▸ Task brief: Show every line from the records below that contains the string "club", copying each one in full. Letter case counts.

** Begin Data shown **

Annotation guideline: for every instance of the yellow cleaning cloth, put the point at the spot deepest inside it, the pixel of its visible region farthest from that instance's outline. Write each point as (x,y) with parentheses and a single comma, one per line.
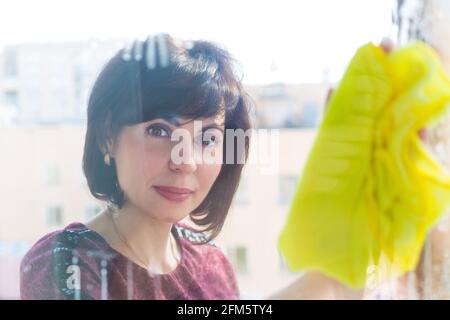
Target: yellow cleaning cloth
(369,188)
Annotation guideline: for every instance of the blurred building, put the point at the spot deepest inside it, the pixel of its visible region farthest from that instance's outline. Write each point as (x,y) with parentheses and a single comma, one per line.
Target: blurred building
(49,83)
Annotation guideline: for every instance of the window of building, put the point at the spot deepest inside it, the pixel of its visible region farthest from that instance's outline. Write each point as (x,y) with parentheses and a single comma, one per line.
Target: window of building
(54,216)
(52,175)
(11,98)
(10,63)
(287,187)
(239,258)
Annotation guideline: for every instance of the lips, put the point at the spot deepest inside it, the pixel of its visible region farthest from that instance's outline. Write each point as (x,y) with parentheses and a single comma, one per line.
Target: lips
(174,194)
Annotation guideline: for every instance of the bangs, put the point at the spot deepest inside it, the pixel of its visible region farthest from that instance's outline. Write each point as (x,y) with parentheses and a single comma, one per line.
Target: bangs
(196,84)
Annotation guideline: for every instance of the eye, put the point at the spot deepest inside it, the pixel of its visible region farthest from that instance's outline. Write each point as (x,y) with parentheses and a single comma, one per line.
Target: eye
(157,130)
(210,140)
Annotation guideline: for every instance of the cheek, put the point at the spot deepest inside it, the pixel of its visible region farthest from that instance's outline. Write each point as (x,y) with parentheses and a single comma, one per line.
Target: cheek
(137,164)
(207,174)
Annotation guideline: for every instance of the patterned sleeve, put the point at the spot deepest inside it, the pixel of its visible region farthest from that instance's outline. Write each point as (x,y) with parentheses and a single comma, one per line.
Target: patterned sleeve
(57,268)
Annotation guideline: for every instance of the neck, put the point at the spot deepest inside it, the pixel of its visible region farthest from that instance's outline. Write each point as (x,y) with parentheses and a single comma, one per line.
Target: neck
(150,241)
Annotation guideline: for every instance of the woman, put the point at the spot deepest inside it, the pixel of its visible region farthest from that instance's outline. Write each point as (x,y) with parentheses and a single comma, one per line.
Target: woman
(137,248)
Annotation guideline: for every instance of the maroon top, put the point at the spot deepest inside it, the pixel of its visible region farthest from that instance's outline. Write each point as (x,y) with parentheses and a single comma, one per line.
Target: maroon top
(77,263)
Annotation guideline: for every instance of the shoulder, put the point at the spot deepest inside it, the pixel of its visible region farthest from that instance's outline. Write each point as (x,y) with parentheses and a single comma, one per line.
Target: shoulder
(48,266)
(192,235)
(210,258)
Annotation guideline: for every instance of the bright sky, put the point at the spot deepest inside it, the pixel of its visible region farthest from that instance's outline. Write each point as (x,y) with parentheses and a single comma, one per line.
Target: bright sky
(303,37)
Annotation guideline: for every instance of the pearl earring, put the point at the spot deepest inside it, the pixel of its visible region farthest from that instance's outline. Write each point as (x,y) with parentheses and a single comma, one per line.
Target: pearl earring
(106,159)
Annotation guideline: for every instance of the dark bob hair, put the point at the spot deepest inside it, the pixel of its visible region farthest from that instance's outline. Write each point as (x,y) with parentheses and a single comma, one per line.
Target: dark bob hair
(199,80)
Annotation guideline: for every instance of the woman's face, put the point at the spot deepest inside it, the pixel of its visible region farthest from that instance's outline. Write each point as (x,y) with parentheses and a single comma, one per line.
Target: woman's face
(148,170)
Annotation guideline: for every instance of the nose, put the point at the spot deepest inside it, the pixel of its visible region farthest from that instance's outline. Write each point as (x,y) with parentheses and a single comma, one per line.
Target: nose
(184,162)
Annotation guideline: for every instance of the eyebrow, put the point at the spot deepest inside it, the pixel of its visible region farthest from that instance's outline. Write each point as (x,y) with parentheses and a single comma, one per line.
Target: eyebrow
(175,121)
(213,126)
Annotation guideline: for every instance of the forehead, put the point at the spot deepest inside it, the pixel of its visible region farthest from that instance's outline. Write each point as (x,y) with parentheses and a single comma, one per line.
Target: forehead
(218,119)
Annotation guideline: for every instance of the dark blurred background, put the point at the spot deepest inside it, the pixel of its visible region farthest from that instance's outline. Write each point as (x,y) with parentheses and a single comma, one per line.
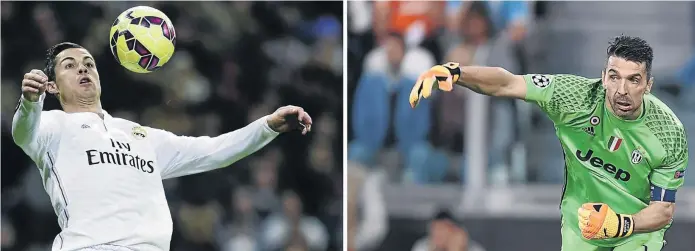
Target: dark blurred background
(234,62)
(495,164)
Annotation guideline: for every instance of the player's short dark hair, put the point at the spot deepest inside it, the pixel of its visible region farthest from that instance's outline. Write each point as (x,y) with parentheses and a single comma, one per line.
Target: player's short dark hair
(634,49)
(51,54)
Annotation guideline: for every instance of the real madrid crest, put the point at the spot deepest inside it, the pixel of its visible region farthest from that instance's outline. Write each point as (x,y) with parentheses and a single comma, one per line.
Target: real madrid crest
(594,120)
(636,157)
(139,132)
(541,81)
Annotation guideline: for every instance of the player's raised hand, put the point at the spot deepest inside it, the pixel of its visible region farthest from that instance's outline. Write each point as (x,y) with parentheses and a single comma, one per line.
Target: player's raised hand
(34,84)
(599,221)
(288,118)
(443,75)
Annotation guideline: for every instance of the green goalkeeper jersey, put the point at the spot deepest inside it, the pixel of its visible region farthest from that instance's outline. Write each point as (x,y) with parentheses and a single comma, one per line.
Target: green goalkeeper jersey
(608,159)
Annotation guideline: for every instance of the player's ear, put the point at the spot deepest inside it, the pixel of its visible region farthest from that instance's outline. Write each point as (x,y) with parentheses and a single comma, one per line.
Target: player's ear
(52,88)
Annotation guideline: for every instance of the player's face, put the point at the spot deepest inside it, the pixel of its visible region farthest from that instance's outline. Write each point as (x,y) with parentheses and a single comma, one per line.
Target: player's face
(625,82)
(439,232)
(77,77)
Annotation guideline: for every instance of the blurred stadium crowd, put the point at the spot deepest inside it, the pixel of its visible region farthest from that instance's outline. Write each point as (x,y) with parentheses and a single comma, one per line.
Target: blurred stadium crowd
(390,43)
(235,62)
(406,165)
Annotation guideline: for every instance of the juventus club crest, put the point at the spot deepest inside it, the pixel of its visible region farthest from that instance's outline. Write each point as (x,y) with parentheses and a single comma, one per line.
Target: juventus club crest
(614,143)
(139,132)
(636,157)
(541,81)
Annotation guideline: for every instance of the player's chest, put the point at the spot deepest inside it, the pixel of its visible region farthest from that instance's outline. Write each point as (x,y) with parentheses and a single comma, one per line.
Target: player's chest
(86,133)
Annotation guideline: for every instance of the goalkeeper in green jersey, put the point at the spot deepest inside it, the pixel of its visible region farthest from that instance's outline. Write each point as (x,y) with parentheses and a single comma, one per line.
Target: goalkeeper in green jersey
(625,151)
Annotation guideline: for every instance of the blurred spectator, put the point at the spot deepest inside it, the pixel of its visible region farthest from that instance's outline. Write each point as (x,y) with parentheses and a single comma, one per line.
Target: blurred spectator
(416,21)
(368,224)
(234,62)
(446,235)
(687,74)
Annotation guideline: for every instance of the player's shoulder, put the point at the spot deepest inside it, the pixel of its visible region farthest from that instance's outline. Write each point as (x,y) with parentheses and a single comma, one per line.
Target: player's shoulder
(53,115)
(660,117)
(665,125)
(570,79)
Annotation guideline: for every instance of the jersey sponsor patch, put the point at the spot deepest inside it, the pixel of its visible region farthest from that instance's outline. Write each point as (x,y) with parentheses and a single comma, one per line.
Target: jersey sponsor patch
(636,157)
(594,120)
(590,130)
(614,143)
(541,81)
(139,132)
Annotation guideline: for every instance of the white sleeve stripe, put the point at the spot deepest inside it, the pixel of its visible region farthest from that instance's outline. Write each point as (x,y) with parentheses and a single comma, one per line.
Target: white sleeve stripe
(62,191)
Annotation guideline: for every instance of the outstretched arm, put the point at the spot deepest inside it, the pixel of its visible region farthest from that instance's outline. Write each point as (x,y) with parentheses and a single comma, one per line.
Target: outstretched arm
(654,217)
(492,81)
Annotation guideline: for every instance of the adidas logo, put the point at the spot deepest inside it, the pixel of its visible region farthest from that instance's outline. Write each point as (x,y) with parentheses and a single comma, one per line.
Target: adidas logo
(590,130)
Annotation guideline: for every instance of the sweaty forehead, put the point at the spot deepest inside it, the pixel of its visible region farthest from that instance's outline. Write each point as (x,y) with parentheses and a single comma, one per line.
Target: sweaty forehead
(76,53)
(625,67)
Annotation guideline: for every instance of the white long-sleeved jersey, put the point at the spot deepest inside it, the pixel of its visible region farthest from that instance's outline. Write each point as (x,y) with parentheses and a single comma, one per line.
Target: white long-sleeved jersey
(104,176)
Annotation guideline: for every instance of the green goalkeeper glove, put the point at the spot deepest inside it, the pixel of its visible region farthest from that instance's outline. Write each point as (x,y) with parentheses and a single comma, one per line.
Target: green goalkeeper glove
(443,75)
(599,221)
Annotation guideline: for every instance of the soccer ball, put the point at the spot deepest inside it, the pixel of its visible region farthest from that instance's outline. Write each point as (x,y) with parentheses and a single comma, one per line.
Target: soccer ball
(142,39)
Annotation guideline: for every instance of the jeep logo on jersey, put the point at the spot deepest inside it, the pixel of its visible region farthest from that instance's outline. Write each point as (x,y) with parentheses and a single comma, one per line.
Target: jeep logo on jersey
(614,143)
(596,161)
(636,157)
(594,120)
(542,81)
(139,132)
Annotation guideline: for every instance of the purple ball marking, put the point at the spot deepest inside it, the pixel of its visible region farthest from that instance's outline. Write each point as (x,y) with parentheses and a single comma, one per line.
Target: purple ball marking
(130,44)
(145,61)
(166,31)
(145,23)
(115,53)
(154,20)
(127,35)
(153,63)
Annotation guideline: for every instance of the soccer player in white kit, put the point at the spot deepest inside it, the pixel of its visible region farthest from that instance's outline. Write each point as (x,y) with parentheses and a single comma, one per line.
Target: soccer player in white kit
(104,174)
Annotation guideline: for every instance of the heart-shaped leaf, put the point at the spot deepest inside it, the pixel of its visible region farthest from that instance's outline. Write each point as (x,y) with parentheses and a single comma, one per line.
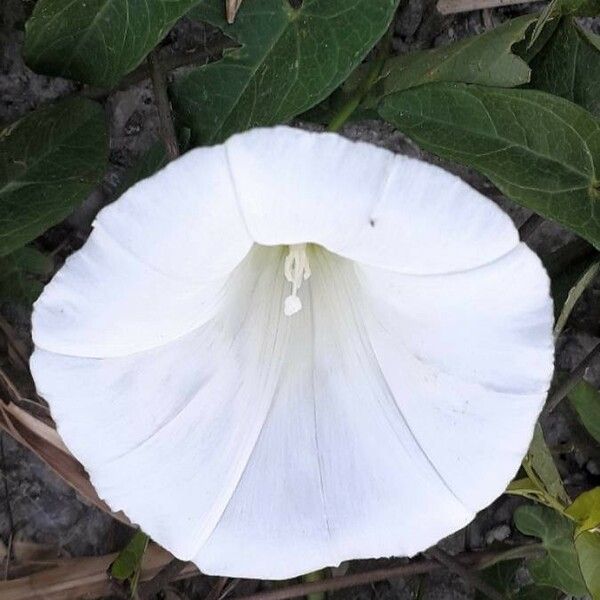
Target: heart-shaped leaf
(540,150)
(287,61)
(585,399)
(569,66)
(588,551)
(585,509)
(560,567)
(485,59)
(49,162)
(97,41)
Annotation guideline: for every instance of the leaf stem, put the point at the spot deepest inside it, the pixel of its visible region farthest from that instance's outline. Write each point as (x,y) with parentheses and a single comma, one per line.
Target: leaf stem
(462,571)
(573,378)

** End Data shown **
** Begin Data shown **

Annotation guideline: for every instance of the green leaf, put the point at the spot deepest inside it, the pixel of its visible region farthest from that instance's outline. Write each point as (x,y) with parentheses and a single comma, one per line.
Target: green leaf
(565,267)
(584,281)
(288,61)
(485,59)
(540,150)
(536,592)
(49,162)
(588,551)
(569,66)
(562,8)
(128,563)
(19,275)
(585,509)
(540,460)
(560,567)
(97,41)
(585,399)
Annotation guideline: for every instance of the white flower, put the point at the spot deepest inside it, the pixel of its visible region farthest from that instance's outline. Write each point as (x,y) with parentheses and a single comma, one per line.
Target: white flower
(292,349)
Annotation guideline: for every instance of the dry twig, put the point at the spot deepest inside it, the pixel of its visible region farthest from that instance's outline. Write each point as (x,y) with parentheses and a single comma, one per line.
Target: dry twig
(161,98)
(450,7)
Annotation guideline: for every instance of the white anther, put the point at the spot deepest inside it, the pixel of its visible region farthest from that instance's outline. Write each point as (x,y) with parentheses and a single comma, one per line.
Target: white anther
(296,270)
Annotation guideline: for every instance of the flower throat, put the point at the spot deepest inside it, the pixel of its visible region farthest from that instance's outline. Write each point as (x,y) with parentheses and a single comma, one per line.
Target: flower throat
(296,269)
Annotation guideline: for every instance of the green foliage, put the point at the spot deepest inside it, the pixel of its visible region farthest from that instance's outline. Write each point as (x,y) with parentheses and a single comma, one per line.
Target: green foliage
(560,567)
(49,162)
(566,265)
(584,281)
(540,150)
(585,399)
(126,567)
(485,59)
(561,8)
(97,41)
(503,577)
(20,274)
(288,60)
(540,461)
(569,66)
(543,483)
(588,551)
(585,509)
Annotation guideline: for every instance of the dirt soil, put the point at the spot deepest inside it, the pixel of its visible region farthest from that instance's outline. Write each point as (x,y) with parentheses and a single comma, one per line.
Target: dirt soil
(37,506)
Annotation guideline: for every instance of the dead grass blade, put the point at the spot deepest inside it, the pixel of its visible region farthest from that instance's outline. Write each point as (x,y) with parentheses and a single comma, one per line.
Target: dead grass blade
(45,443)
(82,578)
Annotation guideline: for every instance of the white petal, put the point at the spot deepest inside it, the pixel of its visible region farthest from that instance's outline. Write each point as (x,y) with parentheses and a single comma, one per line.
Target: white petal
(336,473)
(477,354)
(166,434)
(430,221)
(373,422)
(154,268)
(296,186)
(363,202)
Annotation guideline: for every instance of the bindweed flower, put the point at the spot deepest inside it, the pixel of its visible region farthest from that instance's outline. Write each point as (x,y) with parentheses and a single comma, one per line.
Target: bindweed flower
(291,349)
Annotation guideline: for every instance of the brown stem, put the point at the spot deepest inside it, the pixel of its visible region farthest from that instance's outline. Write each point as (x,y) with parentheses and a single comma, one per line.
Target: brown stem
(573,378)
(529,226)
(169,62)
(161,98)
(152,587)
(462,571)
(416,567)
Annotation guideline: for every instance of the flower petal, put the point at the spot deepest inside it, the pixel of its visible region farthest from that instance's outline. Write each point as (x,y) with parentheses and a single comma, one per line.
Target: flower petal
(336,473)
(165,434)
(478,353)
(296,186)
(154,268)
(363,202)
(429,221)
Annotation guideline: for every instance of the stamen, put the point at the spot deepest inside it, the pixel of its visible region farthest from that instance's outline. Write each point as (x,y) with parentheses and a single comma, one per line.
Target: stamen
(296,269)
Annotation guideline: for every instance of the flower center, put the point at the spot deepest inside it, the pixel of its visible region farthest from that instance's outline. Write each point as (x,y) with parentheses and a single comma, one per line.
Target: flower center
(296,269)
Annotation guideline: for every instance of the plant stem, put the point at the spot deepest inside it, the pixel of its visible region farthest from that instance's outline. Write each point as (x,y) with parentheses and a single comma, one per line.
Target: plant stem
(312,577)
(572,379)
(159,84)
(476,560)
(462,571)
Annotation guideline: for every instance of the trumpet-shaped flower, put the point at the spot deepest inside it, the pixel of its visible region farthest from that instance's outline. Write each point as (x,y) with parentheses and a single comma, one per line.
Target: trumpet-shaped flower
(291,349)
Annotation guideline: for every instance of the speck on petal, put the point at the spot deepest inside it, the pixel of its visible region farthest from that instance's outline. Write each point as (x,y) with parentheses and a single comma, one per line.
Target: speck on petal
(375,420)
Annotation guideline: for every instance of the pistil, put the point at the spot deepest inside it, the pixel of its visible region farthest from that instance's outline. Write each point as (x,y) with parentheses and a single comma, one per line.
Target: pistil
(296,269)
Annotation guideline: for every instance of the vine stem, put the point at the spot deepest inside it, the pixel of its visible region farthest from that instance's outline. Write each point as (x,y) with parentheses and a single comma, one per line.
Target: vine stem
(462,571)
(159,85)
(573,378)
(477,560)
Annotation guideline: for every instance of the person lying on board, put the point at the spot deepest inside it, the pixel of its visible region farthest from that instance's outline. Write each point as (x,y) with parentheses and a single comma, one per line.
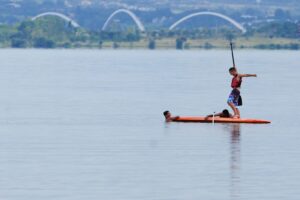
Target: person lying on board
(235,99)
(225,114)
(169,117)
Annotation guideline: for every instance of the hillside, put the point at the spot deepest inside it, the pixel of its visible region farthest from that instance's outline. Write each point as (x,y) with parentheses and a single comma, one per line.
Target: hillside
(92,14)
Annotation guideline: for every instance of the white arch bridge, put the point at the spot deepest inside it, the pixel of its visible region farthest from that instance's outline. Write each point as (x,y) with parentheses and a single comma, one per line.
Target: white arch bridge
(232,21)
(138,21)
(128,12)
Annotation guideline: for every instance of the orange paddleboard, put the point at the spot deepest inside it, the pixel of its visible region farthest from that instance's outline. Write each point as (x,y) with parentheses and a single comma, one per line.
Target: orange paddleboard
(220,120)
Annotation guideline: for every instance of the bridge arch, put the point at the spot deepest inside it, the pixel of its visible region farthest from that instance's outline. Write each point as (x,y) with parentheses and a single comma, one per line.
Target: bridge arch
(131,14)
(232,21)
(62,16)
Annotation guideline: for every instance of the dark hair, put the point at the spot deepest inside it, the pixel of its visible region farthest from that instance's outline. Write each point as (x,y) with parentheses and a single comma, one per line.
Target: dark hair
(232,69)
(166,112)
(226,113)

** End Data shown **

▸ Result:
Annotation guideline: for every instance of the juventus club crest, put the point at the spot deepest inside it, the pixel of its visible region farthest from that instance's outline. Write each point as (x,y) with parentheses and a single comma, one per line.
Target: juventus club crest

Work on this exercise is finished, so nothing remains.